(MATERIAL FOR THIS EXERCISE begins)

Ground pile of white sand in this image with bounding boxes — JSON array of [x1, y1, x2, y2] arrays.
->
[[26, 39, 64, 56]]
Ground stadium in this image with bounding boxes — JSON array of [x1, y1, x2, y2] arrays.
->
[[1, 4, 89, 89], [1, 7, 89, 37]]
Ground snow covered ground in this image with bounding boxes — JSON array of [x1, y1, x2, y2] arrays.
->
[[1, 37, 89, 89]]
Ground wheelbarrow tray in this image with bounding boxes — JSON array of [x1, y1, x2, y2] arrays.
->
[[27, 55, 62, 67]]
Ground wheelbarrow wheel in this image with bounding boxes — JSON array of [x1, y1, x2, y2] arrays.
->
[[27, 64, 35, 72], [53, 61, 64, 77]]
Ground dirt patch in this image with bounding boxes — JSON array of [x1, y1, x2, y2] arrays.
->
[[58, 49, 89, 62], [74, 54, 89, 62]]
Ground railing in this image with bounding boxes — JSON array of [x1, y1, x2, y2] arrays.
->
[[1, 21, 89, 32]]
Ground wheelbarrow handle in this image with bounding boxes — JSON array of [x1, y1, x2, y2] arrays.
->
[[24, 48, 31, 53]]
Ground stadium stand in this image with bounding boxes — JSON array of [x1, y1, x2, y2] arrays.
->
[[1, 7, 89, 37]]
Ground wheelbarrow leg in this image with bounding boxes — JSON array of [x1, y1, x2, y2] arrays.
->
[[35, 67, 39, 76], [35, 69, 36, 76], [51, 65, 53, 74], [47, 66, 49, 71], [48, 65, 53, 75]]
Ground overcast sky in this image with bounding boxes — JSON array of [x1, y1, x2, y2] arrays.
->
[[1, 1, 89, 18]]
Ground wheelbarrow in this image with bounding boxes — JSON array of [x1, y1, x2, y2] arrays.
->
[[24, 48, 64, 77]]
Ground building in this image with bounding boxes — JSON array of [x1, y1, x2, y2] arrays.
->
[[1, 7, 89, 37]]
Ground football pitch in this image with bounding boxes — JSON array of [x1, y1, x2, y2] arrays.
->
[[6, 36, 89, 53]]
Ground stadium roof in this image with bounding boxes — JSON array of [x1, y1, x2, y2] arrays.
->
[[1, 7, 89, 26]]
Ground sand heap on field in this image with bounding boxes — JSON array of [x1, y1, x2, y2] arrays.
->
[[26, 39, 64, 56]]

(MATERIAL FOR THIS EXERCISE ends)

▸ **TASK DETAILS**
Look over the records. Copy the lines that include the word "stadium".

▸ **RESPONSE FOR THIS EXERCISE**
Ground stadium in this image with bounding boxes — JSON array of [x1, y1, x2, y2] arrays.
Ground stadium stand in this image with bounding boxes — JSON array of [x1, y1, x2, y2] arrays.
Ground stadium roof in this image with bounding boxes — JSON array of [x1, y1, x2, y2] arrays.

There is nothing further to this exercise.